*** SUPPLIED RECORDS Section Begins ***
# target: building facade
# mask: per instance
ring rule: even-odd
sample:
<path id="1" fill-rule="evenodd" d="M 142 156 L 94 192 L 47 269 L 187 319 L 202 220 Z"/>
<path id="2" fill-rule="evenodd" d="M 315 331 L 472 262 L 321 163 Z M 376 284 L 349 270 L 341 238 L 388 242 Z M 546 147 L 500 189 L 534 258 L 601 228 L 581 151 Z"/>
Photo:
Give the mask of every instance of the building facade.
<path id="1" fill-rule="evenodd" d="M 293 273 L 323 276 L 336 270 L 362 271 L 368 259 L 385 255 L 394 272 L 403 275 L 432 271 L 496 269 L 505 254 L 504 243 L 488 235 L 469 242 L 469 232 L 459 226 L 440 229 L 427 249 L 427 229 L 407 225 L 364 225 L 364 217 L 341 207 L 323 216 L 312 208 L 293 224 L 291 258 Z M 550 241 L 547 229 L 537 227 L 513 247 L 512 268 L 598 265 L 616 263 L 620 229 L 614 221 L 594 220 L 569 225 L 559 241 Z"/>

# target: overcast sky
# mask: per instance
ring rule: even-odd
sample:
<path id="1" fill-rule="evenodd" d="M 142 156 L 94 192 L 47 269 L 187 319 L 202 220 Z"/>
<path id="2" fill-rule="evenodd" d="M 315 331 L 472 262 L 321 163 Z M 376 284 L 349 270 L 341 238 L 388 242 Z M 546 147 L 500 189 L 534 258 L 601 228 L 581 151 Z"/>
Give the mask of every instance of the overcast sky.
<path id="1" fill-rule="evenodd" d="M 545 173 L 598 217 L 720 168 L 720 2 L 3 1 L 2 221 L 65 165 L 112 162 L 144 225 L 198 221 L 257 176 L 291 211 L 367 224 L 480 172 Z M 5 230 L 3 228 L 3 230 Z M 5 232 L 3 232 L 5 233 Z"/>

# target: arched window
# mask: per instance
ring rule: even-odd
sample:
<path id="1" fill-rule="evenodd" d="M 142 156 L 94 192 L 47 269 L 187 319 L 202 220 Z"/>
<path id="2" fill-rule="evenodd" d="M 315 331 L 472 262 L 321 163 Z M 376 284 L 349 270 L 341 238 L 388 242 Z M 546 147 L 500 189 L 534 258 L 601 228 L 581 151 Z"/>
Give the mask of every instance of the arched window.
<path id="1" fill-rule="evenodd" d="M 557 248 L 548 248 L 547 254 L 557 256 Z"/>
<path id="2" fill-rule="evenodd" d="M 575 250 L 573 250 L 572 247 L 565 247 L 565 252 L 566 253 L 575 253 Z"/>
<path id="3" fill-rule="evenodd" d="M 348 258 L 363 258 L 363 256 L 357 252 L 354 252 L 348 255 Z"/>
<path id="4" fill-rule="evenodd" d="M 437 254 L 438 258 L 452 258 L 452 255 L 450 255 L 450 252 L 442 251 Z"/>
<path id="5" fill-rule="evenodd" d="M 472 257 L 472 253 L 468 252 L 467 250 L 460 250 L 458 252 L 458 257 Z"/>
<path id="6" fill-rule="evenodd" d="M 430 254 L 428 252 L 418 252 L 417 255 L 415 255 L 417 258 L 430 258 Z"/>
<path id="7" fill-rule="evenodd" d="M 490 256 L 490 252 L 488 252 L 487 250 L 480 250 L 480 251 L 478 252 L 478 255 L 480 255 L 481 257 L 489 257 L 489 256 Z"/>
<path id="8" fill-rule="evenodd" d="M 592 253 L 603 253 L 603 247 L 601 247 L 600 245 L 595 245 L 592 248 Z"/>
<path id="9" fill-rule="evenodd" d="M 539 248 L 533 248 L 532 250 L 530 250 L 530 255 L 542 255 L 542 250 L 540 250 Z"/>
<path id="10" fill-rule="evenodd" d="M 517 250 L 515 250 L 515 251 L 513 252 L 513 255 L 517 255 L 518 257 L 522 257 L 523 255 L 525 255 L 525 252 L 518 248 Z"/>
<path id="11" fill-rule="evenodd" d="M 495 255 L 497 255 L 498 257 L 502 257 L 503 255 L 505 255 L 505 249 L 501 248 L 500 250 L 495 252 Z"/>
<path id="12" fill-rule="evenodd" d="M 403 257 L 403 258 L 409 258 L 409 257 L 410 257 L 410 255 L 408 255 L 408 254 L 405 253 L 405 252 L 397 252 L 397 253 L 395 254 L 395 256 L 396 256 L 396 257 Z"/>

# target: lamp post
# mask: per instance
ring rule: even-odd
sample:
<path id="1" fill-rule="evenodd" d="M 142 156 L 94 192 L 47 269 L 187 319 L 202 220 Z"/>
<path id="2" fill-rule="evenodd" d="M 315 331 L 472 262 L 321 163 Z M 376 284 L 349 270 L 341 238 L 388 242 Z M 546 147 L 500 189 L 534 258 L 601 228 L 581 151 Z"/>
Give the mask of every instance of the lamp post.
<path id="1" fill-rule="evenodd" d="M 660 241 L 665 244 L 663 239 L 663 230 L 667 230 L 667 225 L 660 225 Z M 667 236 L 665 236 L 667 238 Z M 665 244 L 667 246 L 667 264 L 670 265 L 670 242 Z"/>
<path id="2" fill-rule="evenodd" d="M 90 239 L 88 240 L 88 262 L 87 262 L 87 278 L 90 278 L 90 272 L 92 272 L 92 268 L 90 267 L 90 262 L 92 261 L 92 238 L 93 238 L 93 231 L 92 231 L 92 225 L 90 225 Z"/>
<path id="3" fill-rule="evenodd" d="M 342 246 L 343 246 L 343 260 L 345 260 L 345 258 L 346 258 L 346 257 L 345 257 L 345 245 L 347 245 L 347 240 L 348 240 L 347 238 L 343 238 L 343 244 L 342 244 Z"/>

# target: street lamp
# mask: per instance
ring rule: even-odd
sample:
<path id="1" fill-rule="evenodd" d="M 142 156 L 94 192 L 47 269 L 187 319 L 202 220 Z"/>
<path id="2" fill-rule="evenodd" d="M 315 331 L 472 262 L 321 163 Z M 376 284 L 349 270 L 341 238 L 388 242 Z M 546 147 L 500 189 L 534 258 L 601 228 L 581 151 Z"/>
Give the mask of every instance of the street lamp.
*** SUPPLIED RECORDS Section Ends ***
EXERCISE DETAILS:
The response should be a verbatim transcription of the data.

EXPECTED OUTPUT:
# target: building facade
# mask: per instance
ring rule: even-odd
sample:
<path id="1" fill-rule="evenodd" d="M 142 156 L 94 192 L 47 269 L 187 319 L 202 220 Z"/>
<path id="2" fill-rule="evenodd" d="M 315 331 L 472 262 L 321 163 Z M 376 284 L 349 270 L 341 238 L 388 242 Z M 546 147 L 500 189 L 534 258 L 601 228 L 581 151 Z"/>
Photo:
Give the mask of every instance of the building facade.
<path id="1" fill-rule="evenodd" d="M 293 273 L 323 276 L 336 270 L 362 271 L 368 259 L 385 255 L 394 272 L 403 275 L 432 271 L 496 269 L 505 254 L 504 243 L 488 235 L 469 242 L 469 232 L 459 226 L 440 229 L 427 249 L 427 229 L 407 225 L 364 225 L 364 217 L 341 207 L 323 216 L 312 208 L 293 224 L 291 258 Z M 550 241 L 547 229 L 537 227 L 513 247 L 512 268 L 598 265 L 616 263 L 620 229 L 614 221 L 594 220 L 569 225 L 559 241 Z"/>

# target: overcast sky
# mask: per instance
ring rule: even-odd
sample:
<path id="1" fill-rule="evenodd" d="M 142 156 L 94 192 L 47 269 L 187 319 L 202 220 Z"/>
<path id="2" fill-rule="evenodd" d="M 315 331 L 472 262 L 321 163 Z M 376 284 L 349 270 L 341 238 L 388 242 Z M 546 147 L 500 189 L 534 258 L 601 228 L 581 151 Z"/>
Give the mask of every instance of the overcast sky.
<path id="1" fill-rule="evenodd" d="M 545 173 L 598 217 L 720 168 L 720 2 L 3 1 L 2 221 L 65 165 L 112 162 L 144 225 L 198 221 L 257 176 L 291 211 L 367 224 L 480 172 Z M 5 230 L 3 228 L 3 230 Z M 5 232 L 3 232 L 5 233 Z"/>

# target: arched window
# mask: per instance
ring rule: even-odd
sample:
<path id="1" fill-rule="evenodd" d="M 142 156 L 94 192 L 47 269 L 187 319 L 202 220 Z"/>
<path id="2" fill-rule="evenodd" d="M 315 331 L 472 262 L 321 163 Z M 376 284 L 349 270 L 341 238 L 388 242 Z M 546 147 L 500 189 L 534 258 L 601 228 L 581 151 Z"/>
Give the mask of every instance of the arched window.
<path id="1" fill-rule="evenodd" d="M 557 248 L 548 248 L 547 254 L 557 256 Z"/>
<path id="2" fill-rule="evenodd" d="M 575 250 L 573 250 L 572 247 L 565 247 L 565 252 L 566 253 L 575 253 Z"/>
<path id="3" fill-rule="evenodd" d="M 348 258 L 363 258 L 363 256 L 357 252 L 354 252 L 348 255 Z"/>
<path id="4" fill-rule="evenodd" d="M 437 254 L 438 258 L 452 258 L 452 255 L 450 255 L 450 252 L 442 251 Z"/>
<path id="5" fill-rule="evenodd" d="M 472 257 L 472 253 L 468 252 L 467 250 L 460 250 L 458 252 L 458 257 Z"/>
<path id="6" fill-rule="evenodd" d="M 430 254 L 428 252 L 418 252 L 417 255 L 415 255 L 417 258 L 430 258 Z"/>
<path id="7" fill-rule="evenodd" d="M 490 256 L 490 252 L 488 252 L 487 250 L 480 250 L 480 251 L 478 252 L 478 255 L 480 255 L 481 257 L 489 257 L 489 256 Z"/>
<path id="8" fill-rule="evenodd" d="M 592 253 L 603 253 L 603 247 L 601 247 L 600 245 L 595 245 L 592 248 Z"/>
<path id="9" fill-rule="evenodd" d="M 539 248 L 533 248 L 532 250 L 530 250 L 530 255 L 542 255 L 542 250 L 540 250 Z"/>
<path id="10" fill-rule="evenodd" d="M 517 250 L 515 250 L 515 251 L 513 252 L 513 255 L 517 255 L 518 257 L 522 257 L 523 255 L 525 255 L 525 252 L 518 248 Z"/>
<path id="11" fill-rule="evenodd" d="M 495 255 L 497 255 L 498 257 L 502 257 L 503 255 L 505 255 L 505 249 L 501 248 L 500 250 L 495 252 Z"/>
<path id="12" fill-rule="evenodd" d="M 403 257 L 403 258 L 409 258 L 409 257 L 410 257 L 410 255 L 408 255 L 408 254 L 405 253 L 405 252 L 397 252 L 397 253 L 395 254 L 395 256 L 396 256 L 396 257 Z"/>

# target: lamp post
# mask: per instance
ring rule: even-odd
sample:
<path id="1" fill-rule="evenodd" d="M 142 156 L 94 192 L 47 269 L 187 319 L 202 220 Z"/>
<path id="2" fill-rule="evenodd" d="M 315 331 L 472 262 L 321 163 Z M 376 284 L 349 270 L 341 238 L 388 242 Z M 546 147 L 500 189 L 534 258 L 601 228 L 581 151 Z"/>
Give the mask of every instance of the lamp post.
<path id="1" fill-rule="evenodd" d="M 660 241 L 665 244 L 663 239 L 663 230 L 667 230 L 667 225 L 660 225 Z M 667 236 L 665 236 L 667 238 Z M 665 244 L 667 246 L 667 264 L 670 265 L 670 242 Z"/>
<path id="2" fill-rule="evenodd" d="M 90 239 L 88 240 L 88 262 L 87 262 L 87 278 L 90 278 L 90 272 L 92 272 L 92 268 L 90 267 L 90 262 L 92 261 L 92 238 L 93 238 L 93 231 L 92 231 L 92 225 L 90 225 Z"/>
<path id="3" fill-rule="evenodd" d="M 342 246 L 343 246 L 343 260 L 345 260 L 345 258 L 346 258 L 346 257 L 345 257 L 345 245 L 347 245 L 347 240 L 348 240 L 347 238 L 343 238 L 343 244 L 342 244 Z"/>

# target: street lamp
# mask: per instance
ring rule: even-odd
sample:
<path id="1" fill-rule="evenodd" d="M 142 156 L 94 192 L 47 269 L 187 319 L 202 220 Z"/>
<path id="2" fill-rule="evenodd" d="M 315 331 L 472 262 L 321 163 Z M 376 284 L 349 270 L 341 238 L 388 242 Z M 546 147 L 500 189 L 534 258 L 601 228 L 581 151 Z"/>
Give the mask of every instance of the street lamp.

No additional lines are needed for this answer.